▶ [PROBLEMS TO WORK ON]:
1. According to the movie captions, where do the microtubule bundles redistribute when the cell in the curved channel changes shape?
2. Do these statements agree with the movie captions? Answer yes or no for each, and quote the deciding words.
(a) The control cells in Movie 1b express GFP-atb2p.
(b) The control cells are rod-shaped with a linear growth-axis.
(c) The cell inside the curved channel cannot progress through the cell cycle.
3. According to the movie captions, how can one tell that the cell in the curved channel progresses normally through the cell cycle?

▶ [EXCERPT TO READ]:
******************************
02. Movie 1a. Cell inside a curved channel.

Timelapse movie of a wildtype fission yeast cell expressing GFP-atb2p (tubulin) (PT.72) growing inside a curved channel. As the cell grows longer inside the channel, it conforms to the shape of the curved channel and appears progressively bent. This shape change causes the microtubule bundles to redistribute to the convex cortex of the cell. This cell can progress normally through the cell cycle, as evident by the breakdown of interphase microtubules and the formation of a mitotic spindle at the end of the movie.

03. Movie 1b. 3D rotation of microtubules of a control cell.

3D rotation of control wildtype fission yeast cells expressing mCherry-atb2p (tubulin) (PT.832) growing outside a curved channel. These cells are rod-shaped with a linear growth-axis. Their interphase microtubule bundles are aligned parallel with the cell growth-axis and are distributed more-or-less evenly around this axis.

04. Movie 1c. 3D rotation of microtubules of a cell inside a curved channel.
******************************
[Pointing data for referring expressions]
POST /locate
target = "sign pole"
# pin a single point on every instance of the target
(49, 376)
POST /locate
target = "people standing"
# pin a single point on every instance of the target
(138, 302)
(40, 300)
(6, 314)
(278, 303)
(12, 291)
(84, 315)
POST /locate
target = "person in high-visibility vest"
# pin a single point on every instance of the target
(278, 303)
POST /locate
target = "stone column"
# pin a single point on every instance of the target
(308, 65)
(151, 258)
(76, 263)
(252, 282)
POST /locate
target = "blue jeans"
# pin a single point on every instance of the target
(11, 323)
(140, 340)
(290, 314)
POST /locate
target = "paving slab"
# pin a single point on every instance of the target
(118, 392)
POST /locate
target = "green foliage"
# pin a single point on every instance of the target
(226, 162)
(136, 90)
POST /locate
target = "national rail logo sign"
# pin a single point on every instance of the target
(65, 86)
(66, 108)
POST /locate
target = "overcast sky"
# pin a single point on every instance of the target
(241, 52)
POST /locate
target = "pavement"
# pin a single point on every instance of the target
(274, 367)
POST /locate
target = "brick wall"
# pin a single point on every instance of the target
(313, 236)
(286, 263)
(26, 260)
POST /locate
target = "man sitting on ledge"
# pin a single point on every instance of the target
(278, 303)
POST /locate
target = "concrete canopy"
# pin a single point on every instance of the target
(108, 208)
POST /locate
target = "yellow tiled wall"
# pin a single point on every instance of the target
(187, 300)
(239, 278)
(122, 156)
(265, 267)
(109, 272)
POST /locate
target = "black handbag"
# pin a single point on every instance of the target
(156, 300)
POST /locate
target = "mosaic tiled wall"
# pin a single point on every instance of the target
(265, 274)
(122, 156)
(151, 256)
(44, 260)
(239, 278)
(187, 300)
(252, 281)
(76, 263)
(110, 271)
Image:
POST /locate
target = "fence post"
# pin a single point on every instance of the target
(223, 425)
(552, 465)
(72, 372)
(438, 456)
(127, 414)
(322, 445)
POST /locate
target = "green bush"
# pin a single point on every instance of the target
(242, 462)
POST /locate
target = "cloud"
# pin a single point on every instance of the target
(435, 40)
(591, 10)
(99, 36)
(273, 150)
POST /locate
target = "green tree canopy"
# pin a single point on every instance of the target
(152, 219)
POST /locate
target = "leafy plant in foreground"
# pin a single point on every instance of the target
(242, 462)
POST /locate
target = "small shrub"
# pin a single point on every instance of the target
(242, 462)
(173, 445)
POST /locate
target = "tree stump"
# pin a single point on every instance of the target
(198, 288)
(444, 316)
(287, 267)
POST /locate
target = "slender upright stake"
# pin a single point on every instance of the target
******************************
▶ [RESULTS FOR THE EXERCISE]:
1. To the convex cortex of the cell.

2.
(a) No: "expressing mCherry-atb2p (tubulin) (PT.832)"
(b) Yes: "These cells are rod-shaped with a linear growth-axis."
(c) No: "This cell can progress normally through the cell cycle"

3. The interphase microtubules break down at the end of the movie. A mitotic spindle then forms.